2009-08-10 23:01:26 | 映画
『八月のクリスマス』 ホ・ジノ監督   ☆☆☆☆

 DVDで再見。韓国映画である。韓国映画はそれほど詳しくないが、わりと有名な作品らしい。日本でリメイクもされている。ホ・ジノ監督はヨン様の『四月の雪』を撮った監督だ。

 いわゆる難病ものである。男と女が恋に落ちる。男は不治の病に冒されている。悲恋ものの定番だ。この定番パターンを扱うにあたっての本作のアプローチは、ひたすら淡々と日常的な描写を積み重ねていく、というものだ。劇的な盛り上がりは意図的に排除されている。男の病気を知って女が愕然とするとか、泣きながら病院に駆けつけるとか、手を握り締めて最期を看取るとか、愛の言葉を呟いた後に息を引き取るとか、そういうありがちな場面は一切ない。いやまったく、見事なまでの潔さだ。そしてこの徹底した抑制によって、本作は観るものの心に残る佳作になった。

» **作業内容**:
1. 『八月のクリスマス』の映画評で、ホ・ジノ監督が撮ったと紹介されているヨン様の作品は何か。
2. 『八月のクリスマス』の映画評を、最後の文の後から書き進めよ。
記録はここでは一切用いない。

» **提供資料**:
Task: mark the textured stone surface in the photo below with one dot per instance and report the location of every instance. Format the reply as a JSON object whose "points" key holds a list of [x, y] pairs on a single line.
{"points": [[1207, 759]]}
==
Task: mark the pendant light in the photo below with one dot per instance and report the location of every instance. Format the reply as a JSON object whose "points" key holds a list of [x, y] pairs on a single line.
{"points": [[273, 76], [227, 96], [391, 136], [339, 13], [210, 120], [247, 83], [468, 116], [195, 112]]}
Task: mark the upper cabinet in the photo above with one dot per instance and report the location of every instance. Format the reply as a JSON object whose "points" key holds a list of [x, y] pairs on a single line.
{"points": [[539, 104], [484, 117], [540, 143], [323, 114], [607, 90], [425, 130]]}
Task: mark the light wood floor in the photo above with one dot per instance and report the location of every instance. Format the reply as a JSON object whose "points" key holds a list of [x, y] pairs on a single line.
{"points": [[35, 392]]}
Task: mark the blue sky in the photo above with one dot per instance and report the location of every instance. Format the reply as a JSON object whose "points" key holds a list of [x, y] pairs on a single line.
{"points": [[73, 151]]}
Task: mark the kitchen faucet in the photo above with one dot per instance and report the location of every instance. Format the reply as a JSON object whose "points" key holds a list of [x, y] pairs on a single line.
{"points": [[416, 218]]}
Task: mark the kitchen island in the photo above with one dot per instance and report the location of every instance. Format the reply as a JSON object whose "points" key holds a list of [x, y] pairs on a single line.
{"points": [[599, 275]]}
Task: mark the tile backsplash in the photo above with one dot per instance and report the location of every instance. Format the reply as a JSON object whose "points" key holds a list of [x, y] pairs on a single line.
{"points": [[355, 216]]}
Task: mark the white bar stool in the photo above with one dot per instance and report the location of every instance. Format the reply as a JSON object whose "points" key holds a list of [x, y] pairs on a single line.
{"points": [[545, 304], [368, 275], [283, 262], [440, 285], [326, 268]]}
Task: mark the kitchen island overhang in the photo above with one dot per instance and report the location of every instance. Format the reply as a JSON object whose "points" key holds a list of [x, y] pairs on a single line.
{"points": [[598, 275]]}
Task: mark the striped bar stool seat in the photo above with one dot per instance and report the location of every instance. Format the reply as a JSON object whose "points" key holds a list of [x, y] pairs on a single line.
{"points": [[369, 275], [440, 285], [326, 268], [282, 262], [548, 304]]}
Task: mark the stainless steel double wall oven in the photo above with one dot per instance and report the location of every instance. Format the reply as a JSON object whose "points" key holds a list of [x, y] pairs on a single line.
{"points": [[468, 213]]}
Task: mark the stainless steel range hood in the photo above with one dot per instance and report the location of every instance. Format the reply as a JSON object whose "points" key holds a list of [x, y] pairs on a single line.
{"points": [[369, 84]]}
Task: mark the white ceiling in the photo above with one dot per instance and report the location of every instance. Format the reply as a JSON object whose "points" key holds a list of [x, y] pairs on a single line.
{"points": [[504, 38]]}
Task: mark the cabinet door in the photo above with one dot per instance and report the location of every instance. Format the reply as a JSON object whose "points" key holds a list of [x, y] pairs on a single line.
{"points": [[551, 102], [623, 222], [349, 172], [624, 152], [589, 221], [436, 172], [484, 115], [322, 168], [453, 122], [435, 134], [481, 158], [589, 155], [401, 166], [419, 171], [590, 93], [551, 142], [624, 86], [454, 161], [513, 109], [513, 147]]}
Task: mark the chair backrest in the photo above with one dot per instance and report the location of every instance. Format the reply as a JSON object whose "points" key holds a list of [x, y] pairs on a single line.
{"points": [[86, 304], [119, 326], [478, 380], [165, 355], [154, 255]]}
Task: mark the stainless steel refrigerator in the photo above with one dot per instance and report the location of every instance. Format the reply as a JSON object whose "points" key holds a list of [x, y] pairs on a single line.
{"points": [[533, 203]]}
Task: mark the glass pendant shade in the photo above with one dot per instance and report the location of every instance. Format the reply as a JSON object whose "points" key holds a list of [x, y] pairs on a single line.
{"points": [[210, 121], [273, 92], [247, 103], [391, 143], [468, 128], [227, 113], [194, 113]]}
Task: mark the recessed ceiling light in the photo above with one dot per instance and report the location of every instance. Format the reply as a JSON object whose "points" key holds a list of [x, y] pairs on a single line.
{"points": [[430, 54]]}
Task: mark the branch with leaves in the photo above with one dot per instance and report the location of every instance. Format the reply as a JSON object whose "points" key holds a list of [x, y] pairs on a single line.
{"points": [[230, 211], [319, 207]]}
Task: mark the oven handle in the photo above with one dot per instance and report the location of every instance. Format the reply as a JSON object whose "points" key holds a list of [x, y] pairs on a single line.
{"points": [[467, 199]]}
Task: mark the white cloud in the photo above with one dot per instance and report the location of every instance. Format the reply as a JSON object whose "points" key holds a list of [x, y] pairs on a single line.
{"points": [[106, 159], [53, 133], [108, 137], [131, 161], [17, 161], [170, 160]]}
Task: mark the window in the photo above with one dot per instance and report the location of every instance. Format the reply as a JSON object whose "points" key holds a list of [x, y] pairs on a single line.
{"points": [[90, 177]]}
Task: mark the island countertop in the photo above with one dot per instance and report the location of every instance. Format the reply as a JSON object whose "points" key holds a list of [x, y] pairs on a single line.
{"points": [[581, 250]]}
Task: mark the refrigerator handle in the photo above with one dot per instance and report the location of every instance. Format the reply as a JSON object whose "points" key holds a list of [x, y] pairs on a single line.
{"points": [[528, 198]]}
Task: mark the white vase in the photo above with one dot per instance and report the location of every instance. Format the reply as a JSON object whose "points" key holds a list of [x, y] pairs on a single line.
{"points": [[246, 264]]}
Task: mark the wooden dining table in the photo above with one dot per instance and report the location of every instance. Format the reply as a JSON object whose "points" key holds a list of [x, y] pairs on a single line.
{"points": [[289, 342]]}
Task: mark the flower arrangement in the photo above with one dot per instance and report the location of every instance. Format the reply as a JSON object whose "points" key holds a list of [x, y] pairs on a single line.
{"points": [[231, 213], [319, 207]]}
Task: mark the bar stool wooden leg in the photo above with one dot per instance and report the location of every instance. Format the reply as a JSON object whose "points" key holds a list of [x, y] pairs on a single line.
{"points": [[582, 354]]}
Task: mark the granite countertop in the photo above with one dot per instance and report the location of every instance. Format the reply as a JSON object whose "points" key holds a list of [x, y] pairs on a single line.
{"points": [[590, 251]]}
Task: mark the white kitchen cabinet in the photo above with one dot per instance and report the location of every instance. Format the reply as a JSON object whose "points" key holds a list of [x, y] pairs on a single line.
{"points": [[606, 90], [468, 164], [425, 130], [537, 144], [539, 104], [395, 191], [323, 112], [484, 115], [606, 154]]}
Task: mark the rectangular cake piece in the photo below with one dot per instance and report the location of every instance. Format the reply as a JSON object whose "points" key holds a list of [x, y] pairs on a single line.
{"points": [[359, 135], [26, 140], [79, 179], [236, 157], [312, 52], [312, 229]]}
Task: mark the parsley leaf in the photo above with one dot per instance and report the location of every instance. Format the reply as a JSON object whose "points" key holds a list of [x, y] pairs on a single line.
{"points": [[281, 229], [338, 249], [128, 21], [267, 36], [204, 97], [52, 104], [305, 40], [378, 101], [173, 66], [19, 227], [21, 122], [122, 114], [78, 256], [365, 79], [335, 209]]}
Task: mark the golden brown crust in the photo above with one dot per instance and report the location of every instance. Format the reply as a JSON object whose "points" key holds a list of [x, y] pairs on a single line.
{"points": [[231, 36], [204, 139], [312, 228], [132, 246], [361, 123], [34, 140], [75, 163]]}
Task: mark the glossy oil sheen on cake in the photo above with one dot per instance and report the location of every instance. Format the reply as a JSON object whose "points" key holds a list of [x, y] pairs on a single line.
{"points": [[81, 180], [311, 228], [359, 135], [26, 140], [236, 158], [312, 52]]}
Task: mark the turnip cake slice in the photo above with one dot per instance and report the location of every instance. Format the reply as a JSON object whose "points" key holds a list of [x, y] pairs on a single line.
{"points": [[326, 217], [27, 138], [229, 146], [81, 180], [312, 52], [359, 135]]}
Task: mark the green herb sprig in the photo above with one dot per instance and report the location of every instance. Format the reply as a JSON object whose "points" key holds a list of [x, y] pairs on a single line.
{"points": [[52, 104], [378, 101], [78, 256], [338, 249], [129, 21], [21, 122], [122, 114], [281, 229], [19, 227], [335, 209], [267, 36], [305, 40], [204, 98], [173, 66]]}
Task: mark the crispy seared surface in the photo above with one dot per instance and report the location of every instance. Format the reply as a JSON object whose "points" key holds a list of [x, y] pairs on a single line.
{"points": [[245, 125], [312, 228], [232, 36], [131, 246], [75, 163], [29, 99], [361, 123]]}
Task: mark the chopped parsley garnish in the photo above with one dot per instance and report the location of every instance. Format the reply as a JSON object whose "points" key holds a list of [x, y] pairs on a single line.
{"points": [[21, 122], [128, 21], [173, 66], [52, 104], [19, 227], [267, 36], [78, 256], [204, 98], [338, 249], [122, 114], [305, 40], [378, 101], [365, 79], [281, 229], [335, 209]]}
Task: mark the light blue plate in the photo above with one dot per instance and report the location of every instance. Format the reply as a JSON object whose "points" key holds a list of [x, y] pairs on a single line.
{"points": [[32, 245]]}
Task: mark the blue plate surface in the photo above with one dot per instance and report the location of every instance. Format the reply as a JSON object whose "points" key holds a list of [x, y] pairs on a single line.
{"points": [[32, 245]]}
* * *
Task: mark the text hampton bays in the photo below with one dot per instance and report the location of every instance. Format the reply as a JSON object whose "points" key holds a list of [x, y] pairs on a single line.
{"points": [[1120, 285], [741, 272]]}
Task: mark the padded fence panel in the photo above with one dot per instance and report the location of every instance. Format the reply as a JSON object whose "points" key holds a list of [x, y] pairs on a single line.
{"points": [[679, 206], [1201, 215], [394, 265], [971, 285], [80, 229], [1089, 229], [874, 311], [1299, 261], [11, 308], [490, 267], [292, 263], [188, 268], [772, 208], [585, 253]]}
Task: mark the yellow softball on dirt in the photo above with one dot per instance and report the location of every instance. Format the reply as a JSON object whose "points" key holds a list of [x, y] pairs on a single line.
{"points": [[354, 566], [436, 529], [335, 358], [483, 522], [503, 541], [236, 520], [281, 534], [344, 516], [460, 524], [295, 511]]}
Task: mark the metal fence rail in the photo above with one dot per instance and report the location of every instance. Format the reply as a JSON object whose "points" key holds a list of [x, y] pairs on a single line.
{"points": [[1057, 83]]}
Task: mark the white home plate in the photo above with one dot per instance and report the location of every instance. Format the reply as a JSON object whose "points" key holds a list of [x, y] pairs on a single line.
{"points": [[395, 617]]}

» **解答**:
1. 『四月の雪』

2.
 そもそも病気を宣告されるシーンがない。主人公ジュンウォンは映画が始まった時点ですでに病に冒されている。観客はだんだんと、なんとなく(病院の待合室に座っている場面や断片的な会話などで)、彼が病気だということを知らされていく。すべてが婉曲表現で、説明的だと感じるセリフや場面はほぼ皆無だ。静かな日常の光景が積み重ねられていく。洗濯をする。写真を取る(ジュンウォンは写真屋なのである)。家族で鍋を食べる。友人たちとバーベキューをする。そんな光景の中に時折、死への恐怖がこぼれ落ちる。たった一人布団にくるまって泣く。酔っ払って旧友に「おれは死ぬんだ」と言う。あるいは、父親にビデオの操作方法を書き残す。現像機の操作方法を書き残す。自分の死に備えて。

 そんな日々の中で、ささやかな愛が育っていく。写真屋にやってくる婦警のタリムは「おじさん」と呼ぶジュンウォンといつしか心を通わせるようになる。決してドラマティックな恋愛ではない。ごくごく普通の、おとなしい恋だ。二人で遊園地に行った帰りに腕を組むのが、二人の恋愛のクライマックスである。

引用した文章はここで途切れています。